## Extracted entries
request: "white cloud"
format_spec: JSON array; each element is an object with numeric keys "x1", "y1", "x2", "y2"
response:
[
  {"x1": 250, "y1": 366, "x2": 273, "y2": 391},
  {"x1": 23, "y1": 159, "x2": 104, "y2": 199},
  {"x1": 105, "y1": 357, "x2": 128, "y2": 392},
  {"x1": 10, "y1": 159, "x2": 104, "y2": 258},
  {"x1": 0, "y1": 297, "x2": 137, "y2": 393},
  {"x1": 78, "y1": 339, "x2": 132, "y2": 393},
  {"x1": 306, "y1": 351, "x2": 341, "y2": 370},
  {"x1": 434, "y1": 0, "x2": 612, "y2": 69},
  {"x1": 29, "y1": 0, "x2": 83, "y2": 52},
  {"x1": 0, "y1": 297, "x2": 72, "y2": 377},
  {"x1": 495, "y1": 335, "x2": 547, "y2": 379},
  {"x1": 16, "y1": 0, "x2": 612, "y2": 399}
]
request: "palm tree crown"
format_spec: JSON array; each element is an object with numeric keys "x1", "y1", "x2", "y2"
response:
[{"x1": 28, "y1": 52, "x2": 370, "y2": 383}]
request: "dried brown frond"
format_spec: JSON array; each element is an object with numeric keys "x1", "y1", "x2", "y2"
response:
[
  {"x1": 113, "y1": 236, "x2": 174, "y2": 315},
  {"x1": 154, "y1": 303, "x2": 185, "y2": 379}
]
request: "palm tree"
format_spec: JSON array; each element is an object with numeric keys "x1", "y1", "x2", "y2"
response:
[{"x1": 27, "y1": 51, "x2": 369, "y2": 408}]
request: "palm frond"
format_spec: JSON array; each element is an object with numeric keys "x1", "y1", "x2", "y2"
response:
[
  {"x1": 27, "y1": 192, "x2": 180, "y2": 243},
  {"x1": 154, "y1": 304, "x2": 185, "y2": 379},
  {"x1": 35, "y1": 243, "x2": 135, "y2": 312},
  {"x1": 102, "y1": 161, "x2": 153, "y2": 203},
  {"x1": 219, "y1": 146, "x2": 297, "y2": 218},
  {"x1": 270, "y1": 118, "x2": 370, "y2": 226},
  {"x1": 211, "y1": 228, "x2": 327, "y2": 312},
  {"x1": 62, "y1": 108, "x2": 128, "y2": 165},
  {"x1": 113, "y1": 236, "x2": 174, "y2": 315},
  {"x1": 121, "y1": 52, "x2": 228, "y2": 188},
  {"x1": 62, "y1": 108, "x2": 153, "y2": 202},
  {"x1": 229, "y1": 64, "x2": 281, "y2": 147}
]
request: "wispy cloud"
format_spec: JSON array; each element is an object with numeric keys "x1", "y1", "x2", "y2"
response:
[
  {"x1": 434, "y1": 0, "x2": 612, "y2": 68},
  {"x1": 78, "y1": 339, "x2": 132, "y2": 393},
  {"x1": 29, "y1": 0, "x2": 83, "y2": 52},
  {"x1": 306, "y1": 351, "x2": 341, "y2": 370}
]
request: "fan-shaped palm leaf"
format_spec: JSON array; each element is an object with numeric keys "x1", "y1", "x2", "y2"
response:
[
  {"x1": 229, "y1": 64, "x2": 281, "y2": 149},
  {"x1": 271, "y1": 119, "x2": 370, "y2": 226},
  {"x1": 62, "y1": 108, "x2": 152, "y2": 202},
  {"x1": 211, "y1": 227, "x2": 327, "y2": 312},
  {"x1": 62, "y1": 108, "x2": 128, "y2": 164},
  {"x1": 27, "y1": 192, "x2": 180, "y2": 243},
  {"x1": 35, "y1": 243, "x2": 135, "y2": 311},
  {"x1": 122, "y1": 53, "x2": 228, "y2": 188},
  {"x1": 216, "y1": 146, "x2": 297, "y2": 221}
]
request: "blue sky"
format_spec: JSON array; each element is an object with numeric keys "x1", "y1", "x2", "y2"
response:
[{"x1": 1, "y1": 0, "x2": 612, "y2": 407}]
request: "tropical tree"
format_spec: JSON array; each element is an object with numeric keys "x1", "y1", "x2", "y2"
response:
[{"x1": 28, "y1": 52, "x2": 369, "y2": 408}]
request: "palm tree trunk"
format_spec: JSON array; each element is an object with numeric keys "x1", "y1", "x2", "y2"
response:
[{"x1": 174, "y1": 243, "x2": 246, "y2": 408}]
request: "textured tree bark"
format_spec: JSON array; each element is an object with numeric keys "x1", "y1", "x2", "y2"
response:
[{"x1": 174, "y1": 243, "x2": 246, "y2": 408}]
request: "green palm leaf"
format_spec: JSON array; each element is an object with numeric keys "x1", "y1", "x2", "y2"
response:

## Exercise details
Using the records above, count the lines that hold the string "tree", and give back only the result.

## Task response
5